>> start Source excerpt
Consumers, Estate Agents and Redress Bill

The Committee consisted of the following Members:

Chairman: Mr. Martin Caton
Brown, Lyn (West Ham) (Lab)
Burt, Lorely (Solihull) (LD)
Clarke, Mr. Tom (Coatbridge, Chryston and Bellshill) (Lab)
Duddridge, James (Rochford and Southend, East) (Con)
Ellwood, Mr. Tobias (Bournemouth, East) (Con)
Fitzpatrick, Jim (Parliamentary Under-Secretary of State for Trade and Industry)
Gauke, Mr. David (South-West Hertfordshire) (Con)
Hodgson, Mrs. Sharon (Gateshead, East and Washington, West) (Lab)
Kramer, Susan (Richmond Park) (LD)
McCabe, Steve (Birmingham, Hall Green) (Lab)
McCartney, Mr. Ian (Minister for Trade)
Pound, Stephen (Ealing, North) (Lab)
Prisk, Mr. Mark (Hertford and Stortford) (Con)
Turner, Mr. Neil (Wigan) (Lab)
Wallace, Mr. Ben (Lancaster and Wyre) (Con)
Watson, Mr. Tom (West Bromwich, East) (Lab)
Mr C. Shaw, Committee Clerk
† attended the Committee

Public Bill Committee

Thursday 19 April 2007


[Mr. Martin Caton in the Chair]

Consumers, Estate Agents and Redress Bill

Clause 13

Investigation of complaints relating to disconnection of gas or electricity
9 am
Lorely Burt (Solihull) (LD): I beg to move amendment No. 53, in clause 13, page 9, line 41, at end add—
‘(8) If the Council refuses to investigate a complaint under subsection (4) it must write to the complainant as soon as reasonably possible, setting out—
(a) its decision not to investigate the complaint, and
(b) the reasons for its decision.’.
We have a two-handed situation on the Liberal-Democrat Benches, so I apologise in advance for any future confusion that we shall cause. I welcome you to the Chair, Mr. Caton, of this extremely well-mannered and productive Committee as it has so far proved to be.
The amendment is simple. It would introduce subsection (8) to ensure that, if the council refuses to investigate a complaint, the complainant is entitled to know in writing that it will not investigate the matter and the reason why it has taken that decision. Such a provision would be entirely reasonable and we look forward to hearing what other members of the Committee think of this sensible amendment.
>> end Source excerpt
>> start Supplied entries
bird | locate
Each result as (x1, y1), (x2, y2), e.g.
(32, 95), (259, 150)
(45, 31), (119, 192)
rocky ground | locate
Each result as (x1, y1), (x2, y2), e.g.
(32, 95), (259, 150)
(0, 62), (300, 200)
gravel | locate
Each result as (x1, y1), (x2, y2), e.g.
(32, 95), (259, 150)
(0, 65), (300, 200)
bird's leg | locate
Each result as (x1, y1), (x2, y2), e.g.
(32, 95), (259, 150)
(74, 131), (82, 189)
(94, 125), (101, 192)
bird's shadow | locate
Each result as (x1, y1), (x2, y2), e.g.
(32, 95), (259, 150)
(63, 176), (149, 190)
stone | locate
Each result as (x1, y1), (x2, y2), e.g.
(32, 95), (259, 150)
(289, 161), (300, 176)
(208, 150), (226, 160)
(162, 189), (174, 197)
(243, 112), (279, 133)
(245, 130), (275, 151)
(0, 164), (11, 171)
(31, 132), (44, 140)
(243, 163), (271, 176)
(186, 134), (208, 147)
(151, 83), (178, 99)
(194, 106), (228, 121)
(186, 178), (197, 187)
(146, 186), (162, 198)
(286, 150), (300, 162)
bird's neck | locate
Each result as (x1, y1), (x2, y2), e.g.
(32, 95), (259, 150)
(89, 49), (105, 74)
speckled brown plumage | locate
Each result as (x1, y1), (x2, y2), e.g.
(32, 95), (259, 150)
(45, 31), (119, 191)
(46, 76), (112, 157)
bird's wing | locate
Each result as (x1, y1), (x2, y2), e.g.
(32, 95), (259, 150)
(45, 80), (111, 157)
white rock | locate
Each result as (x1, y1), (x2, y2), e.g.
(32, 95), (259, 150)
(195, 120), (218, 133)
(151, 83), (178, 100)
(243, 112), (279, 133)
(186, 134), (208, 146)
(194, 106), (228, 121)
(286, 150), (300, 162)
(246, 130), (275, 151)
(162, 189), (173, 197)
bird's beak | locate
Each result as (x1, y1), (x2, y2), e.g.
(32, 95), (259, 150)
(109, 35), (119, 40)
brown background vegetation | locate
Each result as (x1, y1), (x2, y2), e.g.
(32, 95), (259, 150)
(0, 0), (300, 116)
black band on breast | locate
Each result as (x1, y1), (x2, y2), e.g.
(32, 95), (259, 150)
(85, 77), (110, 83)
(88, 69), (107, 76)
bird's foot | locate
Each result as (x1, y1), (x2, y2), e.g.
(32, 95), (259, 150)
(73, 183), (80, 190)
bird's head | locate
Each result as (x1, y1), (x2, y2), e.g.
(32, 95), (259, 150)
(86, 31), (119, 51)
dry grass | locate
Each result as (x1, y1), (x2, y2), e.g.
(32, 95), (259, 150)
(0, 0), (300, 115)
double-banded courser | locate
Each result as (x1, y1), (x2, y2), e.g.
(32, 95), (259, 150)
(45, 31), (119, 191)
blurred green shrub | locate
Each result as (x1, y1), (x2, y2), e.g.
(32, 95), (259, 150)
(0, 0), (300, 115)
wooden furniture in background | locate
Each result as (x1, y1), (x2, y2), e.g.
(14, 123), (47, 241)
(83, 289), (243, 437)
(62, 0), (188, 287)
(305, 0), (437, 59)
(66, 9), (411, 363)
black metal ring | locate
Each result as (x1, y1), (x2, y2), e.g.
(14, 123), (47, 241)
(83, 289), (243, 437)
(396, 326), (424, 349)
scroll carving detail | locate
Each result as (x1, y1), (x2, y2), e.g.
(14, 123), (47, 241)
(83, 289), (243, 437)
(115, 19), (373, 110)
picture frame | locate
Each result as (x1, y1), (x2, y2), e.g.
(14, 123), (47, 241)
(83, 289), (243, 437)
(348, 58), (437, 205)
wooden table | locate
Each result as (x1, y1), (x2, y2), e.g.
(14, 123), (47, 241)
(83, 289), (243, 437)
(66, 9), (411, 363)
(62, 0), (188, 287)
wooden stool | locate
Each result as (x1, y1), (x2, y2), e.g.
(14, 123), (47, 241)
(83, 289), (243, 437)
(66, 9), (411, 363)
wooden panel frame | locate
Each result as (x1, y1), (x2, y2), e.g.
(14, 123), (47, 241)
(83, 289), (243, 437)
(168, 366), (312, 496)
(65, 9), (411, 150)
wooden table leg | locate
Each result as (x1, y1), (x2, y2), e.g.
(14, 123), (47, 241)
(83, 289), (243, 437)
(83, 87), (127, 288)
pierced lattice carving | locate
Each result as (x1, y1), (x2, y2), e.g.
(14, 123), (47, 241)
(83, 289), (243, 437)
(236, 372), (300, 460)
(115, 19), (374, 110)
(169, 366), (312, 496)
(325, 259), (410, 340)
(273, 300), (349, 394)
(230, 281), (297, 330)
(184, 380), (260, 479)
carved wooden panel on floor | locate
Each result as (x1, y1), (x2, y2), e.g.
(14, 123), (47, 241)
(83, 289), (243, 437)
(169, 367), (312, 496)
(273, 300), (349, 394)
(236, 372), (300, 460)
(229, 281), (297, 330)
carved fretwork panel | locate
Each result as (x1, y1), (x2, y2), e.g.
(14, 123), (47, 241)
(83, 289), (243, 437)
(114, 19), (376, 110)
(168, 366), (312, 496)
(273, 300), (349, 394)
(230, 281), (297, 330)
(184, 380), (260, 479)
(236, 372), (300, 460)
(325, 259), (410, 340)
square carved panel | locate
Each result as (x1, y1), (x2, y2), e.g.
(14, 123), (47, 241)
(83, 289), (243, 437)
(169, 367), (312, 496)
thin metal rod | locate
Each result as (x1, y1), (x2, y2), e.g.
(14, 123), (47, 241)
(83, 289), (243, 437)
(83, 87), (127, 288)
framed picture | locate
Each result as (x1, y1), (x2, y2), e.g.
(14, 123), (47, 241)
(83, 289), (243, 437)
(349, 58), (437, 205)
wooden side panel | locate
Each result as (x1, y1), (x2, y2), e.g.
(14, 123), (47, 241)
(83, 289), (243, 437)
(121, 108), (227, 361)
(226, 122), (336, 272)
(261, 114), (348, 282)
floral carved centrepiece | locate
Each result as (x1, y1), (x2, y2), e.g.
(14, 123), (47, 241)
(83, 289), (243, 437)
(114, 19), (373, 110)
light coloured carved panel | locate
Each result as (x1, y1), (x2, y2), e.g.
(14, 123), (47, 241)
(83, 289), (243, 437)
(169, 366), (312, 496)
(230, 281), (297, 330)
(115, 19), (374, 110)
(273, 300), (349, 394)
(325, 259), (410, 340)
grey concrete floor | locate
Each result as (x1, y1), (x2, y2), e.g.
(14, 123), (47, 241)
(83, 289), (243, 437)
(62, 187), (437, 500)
>> end Supplied entries
To do:
A) Reproduce the part of the committee excerpt that opens with the words containing "Duddridge, James (Rochford" and closes with "(Minister for Trade)".
B) On what date did the Public Bill Committee sitting in the committee excerpt take place?
C) Rewrite the paragraph of the committee excerpt that begins "The amendment is simple" in a shorter form, keeping its main facts.
Rely only on the committee excerpt for your answers.

Worked solutions:
A)
Duddridge, James (Rochford and Southend, East) (Con)
Ellwood, Mr. Tobias (Bournemouth, East) (Con)
Fitzpatrick, Jim (Parliamentary Under-Secretary of State for Trade and Industry)
Gauke, Mr. David (South-West Hertfordshire) (Con)
Hodgson, Mrs. Sharon (Gateshead, East and Washington, West) (Lab)
Kramer, Susan (Richmond Park) (LD)
McCabe, Steve (Birmingham, Hall Green) (Lab)
McCartney, Mr. Ian (Minister for Trade)

B) Thursday 19 April 2007.

C) The amendment would add subsection (8). If the council refuses to investigate a complaint, the complainant would be told in writing that it will not investigate and why. The mover calls this entirely reasonable and looks forward to other Committee members' views.